--- Page excerpt Enclosed Below ---

If you don’t mind a bit of ice and cold weather you could visit in the wintertime. These waterfalls often freeze up, creating a magical winter wonderland.
My top tips for the Fairy Pools walk
- Wear proper footwear – the terrain around the Fairy Pools is really mucky and is peat bog! You’ll need some good shoes to even go near them. Also, the path in parts is steep, rocky, and uneven. Although you can go swimming the hike to get there requires ankle-supporting shoes, not flip-flops or sandals.
- Bring water and snacks – there are no food facilities at the Fairy Pools only toilets. So, make sure to pack food and water. There is a Cuillin Coffee Cafe & Beach just four miles away.
- Leave enough time – the timing on Google Maps is so wrong. It says 20 minutes but you’ll need at least 40 minutes to reach the ‘proper’ Fairy Pools. I’d leave at least 1-2 hours.
- Bring midge repellent – usually, the Fairy Pools are okay for bugs if it’s windy. But, if it’s a warm day it can be midge prone. I would pack something like Smidge to ward off the bites.
- Pack swimwear and a towel – you will definitely want to take a dip in these magical fairy pools on a sunny day! The water can be very bracing so you may prefer a wetsuit over a bikini or trunks.
Fairy Pools FAQs
- What is a Fairy Pool? A pool visited by fairies, duh! Just kidding, it’s a crystal clear pool that turns an aqua blue in the sunshine. They are very magical, surrounded by mountains and you can swim in them.

--- End of Enclosed Page excerpt ---

■ Assigned task 1 ■
Copy the Fairy Pools tips, everything from "- Bring water" down to "four miles away.", substituting "restrooms" for "toilets".
■ Assigned task 2 ■
According to the Fairy Pools tips, how much time do you need at minimum to reach the "proper" Fairy Pools?
The records that come next are taken from a different source than the text.

--- Data for review Enclosed Below ---

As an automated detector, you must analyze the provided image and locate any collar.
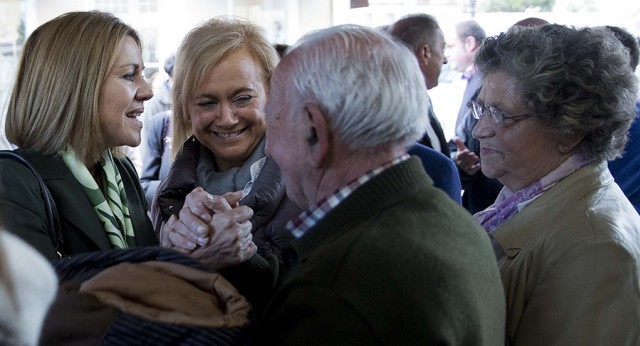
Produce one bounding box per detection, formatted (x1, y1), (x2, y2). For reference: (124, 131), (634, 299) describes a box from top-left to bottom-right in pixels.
(285, 154), (409, 238)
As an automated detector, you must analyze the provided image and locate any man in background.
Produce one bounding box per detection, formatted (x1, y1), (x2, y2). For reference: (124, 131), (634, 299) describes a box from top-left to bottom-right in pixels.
(387, 13), (450, 157)
(448, 20), (502, 214)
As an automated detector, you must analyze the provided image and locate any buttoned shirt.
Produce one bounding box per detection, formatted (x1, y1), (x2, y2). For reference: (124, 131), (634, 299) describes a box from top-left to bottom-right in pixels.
(285, 154), (409, 238)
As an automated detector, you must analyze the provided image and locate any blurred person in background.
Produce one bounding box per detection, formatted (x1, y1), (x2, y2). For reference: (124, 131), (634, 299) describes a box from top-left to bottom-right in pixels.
(448, 20), (502, 214)
(606, 26), (640, 213)
(387, 13), (450, 157)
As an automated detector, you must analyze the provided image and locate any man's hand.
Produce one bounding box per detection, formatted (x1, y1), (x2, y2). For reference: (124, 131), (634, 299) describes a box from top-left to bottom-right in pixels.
(191, 206), (257, 269)
(160, 187), (257, 269)
(453, 137), (480, 175)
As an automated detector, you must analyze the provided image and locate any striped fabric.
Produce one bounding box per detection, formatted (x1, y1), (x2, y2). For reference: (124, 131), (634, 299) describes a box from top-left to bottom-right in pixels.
(50, 246), (255, 346)
(285, 154), (409, 238)
(61, 149), (135, 249)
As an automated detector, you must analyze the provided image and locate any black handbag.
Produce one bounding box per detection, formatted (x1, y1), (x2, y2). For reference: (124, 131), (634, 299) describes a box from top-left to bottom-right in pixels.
(0, 150), (64, 258)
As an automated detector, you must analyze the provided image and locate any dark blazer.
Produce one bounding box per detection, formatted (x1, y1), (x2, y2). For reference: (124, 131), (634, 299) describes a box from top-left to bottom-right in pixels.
(408, 143), (462, 204)
(0, 149), (158, 259)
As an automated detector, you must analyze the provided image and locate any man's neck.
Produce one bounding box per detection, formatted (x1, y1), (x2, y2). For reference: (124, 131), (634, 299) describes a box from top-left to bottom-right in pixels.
(314, 146), (406, 202)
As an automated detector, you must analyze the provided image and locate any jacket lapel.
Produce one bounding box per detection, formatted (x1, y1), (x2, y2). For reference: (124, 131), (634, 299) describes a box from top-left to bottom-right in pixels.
(25, 150), (111, 249)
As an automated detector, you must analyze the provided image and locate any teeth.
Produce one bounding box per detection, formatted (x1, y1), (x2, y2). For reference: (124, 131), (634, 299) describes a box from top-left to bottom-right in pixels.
(214, 130), (244, 139)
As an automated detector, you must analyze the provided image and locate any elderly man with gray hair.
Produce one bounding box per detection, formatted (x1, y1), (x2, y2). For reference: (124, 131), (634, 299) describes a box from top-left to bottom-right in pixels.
(255, 25), (505, 345)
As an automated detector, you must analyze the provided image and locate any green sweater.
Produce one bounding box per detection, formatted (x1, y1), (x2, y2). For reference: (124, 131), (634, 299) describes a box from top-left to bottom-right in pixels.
(256, 158), (505, 346)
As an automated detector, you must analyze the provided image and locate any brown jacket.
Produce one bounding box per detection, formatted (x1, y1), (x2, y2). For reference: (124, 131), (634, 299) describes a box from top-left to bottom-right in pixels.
(491, 163), (640, 345)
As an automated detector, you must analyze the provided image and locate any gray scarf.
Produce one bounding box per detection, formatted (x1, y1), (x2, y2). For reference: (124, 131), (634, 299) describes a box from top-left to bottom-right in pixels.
(196, 137), (265, 195)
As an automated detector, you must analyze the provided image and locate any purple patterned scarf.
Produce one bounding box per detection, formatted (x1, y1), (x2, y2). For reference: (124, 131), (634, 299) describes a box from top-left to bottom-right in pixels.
(473, 154), (591, 233)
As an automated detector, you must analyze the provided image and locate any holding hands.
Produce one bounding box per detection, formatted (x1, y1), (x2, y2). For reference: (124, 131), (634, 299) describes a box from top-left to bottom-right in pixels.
(160, 187), (257, 269)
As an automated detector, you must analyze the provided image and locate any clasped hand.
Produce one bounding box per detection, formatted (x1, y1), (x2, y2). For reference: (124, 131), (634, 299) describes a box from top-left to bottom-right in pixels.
(160, 187), (257, 269)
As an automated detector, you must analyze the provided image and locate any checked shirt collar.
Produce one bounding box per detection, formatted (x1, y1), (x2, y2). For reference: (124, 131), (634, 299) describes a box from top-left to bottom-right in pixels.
(285, 154), (409, 238)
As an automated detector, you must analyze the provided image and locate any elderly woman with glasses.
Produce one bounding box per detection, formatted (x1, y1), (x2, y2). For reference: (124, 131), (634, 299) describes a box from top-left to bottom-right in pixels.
(469, 25), (640, 345)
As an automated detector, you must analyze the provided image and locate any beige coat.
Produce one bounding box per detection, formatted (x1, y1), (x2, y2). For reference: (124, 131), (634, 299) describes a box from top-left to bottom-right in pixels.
(492, 163), (640, 346)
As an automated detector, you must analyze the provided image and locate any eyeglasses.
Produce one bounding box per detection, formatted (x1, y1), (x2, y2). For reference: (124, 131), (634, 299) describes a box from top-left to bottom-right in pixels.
(467, 100), (529, 127)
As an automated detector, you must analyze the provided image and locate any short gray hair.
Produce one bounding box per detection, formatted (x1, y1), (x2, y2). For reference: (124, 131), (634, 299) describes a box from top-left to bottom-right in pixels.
(476, 24), (638, 161)
(287, 25), (429, 150)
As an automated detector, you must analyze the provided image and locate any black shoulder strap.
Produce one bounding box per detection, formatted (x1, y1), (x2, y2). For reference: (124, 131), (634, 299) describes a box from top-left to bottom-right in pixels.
(0, 150), (64, 258)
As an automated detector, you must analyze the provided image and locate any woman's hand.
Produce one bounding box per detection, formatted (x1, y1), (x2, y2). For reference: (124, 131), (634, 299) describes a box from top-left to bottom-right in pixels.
(160, 187), (256, 269)
(191, 206), (257, 269)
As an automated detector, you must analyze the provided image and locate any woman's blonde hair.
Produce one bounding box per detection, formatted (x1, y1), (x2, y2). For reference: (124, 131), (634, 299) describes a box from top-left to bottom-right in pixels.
(171, 16), (279, 157)
(6, 11), (141, 164)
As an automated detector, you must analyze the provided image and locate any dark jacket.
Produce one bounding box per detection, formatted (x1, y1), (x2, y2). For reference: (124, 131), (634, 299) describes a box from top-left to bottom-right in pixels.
(418, 103), (451, 157)
(140, 111), (172, 205)
(151, 139), (302, 258)
(256, 158), (505, 346)
(0, 149), (158, 259)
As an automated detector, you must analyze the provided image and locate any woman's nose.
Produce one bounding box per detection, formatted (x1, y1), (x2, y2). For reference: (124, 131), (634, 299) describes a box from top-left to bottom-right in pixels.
(136, 79), (153, 101)
(216, 104), (238, 127)
(471, 114), (495, 139)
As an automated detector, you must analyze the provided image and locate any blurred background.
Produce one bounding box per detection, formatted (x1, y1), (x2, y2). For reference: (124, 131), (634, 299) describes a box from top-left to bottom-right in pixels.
(0, 0), (640, 147)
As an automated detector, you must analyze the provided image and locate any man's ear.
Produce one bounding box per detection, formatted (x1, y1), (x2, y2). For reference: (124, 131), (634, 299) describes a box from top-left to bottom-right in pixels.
(304, 103), (331, 168)
(418, 44), (431, 66)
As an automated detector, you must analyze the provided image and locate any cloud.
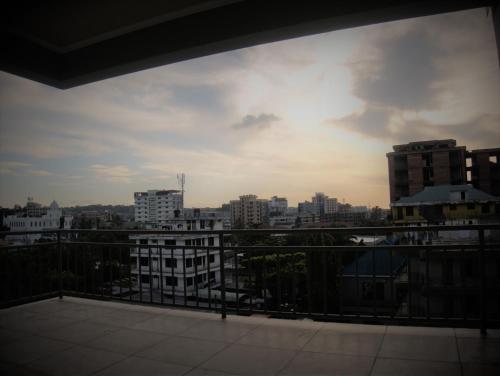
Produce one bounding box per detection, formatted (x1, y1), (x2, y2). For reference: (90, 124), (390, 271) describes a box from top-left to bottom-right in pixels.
(232, 113), (280, 129)
(89, 164), (139, 183)
(0, 161), (32, 175)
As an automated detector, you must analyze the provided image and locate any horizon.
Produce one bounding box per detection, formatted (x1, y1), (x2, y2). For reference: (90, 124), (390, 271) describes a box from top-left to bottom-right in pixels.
(0, 8), (500, 208)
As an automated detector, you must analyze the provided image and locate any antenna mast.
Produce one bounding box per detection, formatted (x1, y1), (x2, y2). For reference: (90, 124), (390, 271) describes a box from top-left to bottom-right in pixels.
(177, 173), (186, 209)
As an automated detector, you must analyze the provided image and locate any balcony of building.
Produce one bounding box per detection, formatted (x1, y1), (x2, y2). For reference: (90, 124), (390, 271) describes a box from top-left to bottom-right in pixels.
(0, 297), (500, 376)
(0, 224), (500, 375)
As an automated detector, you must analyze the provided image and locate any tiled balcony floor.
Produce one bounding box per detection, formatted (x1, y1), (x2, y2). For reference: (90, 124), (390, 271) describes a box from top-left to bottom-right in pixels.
(0, 297), (500, 376)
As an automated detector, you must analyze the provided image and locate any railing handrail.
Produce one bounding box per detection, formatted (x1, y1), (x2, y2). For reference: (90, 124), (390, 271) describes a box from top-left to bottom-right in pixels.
(0, 223), (500, 236)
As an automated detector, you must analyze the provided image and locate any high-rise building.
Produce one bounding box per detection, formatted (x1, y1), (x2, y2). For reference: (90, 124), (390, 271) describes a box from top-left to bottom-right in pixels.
(387, 140), (467, 202)
(134, 189), (184, 227)
(269, 196), (288, 216)
(230, 195), (269, 228)
(467, 148), (500, 196)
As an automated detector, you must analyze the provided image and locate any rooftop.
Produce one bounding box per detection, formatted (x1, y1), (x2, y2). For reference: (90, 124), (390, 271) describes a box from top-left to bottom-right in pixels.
(0, 297), (500, 376)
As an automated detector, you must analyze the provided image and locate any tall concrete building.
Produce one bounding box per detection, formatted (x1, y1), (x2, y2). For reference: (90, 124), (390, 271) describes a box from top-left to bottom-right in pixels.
(467, 148), (500, 196)
(134, 189), (184, 228)
(387, 140), (467, 202)
(230, 195), (269, 228)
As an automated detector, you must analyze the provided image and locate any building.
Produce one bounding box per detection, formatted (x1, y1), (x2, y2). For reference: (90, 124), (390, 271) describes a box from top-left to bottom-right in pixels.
(130, 219), (223, 299)
(230, 195), (269, 228)
(467, 148), (500, 197)
(3, 199), (73, 244)
(391, 184), (500, 224)
(325, 197), (339, 214)
(387, 140), (467, 202)
(134, 190), (184, 228)
(269, 196), (288, 217)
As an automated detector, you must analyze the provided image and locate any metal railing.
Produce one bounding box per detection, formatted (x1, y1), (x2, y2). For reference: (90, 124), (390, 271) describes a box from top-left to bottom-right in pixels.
(0, 224), (500, 333)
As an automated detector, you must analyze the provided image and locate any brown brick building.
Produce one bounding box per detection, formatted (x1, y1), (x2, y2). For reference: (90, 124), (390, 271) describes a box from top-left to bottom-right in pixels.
(387, 140), (467, 202)
(467, 148), (500, 196)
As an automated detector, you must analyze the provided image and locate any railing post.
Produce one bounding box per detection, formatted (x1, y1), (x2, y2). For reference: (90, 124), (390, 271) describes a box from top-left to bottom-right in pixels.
(479, 229), (488, 336)
(57, 230), (63, 299)
(219, 232), (226, 319)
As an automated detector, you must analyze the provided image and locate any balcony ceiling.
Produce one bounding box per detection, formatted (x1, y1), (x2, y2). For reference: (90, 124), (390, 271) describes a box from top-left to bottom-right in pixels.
(0, 0), (496, 89)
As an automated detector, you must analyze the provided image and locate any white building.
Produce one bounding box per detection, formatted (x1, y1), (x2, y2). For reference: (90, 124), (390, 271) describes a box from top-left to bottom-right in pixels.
(130, 219), (223, 297)
(3, 201), (73, 244)
(134, 189), (184, 228)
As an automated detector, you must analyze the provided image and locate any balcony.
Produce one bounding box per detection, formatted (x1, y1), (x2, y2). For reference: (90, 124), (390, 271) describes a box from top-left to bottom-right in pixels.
(0, 297), (500, 376)
(0, 225), (500, 375)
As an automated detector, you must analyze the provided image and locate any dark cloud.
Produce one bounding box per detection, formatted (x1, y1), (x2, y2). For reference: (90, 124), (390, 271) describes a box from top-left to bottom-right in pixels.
(328, 109), (500, 148)
(232, 114), (280, 129)
(351, 28), (443, 110)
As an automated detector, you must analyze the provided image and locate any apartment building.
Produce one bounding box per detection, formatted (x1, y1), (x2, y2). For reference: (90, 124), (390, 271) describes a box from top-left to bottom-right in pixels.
(130, 218), (223, 299)
(269, 196), (288, 216)
(3, 199), (73, 244)
(134, 189), (184, 228)
(467, 148), (500, 196)
(230, 195), (269, 228)
(387, 140), (467, 202)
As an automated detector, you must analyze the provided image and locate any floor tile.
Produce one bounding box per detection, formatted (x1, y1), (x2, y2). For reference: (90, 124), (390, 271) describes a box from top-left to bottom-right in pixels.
(386, 326), (455, 337)
(200, 344), (295, 375)
(371, 358), (460, 376)
(131, 315), (200, 334)
(0, 336), (72, 364)
(95, 356), (189, 376)
(457, 338), (500, 364)
(462, 363), (500, 376)
(43, 321), (119, 344)
(379, 334), (458, 362)
(85, 329), (167, 355)
(303, 330), (383, 356)
(237, 326), (316, 350)
(28, 346), (125, 376)
(136, 337), (227, 367)
(279, 351), (374, 376)
(182, 320), (256, 342)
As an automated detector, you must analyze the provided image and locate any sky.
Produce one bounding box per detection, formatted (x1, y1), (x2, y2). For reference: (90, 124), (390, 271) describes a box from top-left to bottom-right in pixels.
(0, 9), (500, 207)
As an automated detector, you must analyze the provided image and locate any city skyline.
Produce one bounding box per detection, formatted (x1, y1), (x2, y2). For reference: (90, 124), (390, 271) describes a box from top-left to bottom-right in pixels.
(0, 9), (500, 207)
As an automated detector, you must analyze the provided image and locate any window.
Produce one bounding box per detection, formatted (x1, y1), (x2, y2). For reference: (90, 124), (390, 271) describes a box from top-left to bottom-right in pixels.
(165, 258), (177, 268)
(375, 282), (385, 300)
(165, 277), (177, 286)
(396, 207), (403, 219)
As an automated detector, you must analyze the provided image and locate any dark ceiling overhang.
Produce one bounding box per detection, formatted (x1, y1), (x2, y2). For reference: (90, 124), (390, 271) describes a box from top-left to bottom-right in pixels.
(0, 0), (498, 89)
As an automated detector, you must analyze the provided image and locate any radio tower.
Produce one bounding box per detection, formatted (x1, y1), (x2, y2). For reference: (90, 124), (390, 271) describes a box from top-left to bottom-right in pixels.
(177, 173), (186, 209)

--- End of Enclosed Data for review ---

■ Written solution 1 ■
- Bring water and snacks – there are no food facilities at the Fairy Pools only restrooms. So, make sure to pack food and water. There is a Cuillin Coffee Cafe & Beach just four miles away.

■ Written solution 2 ■
At least 40 minutes.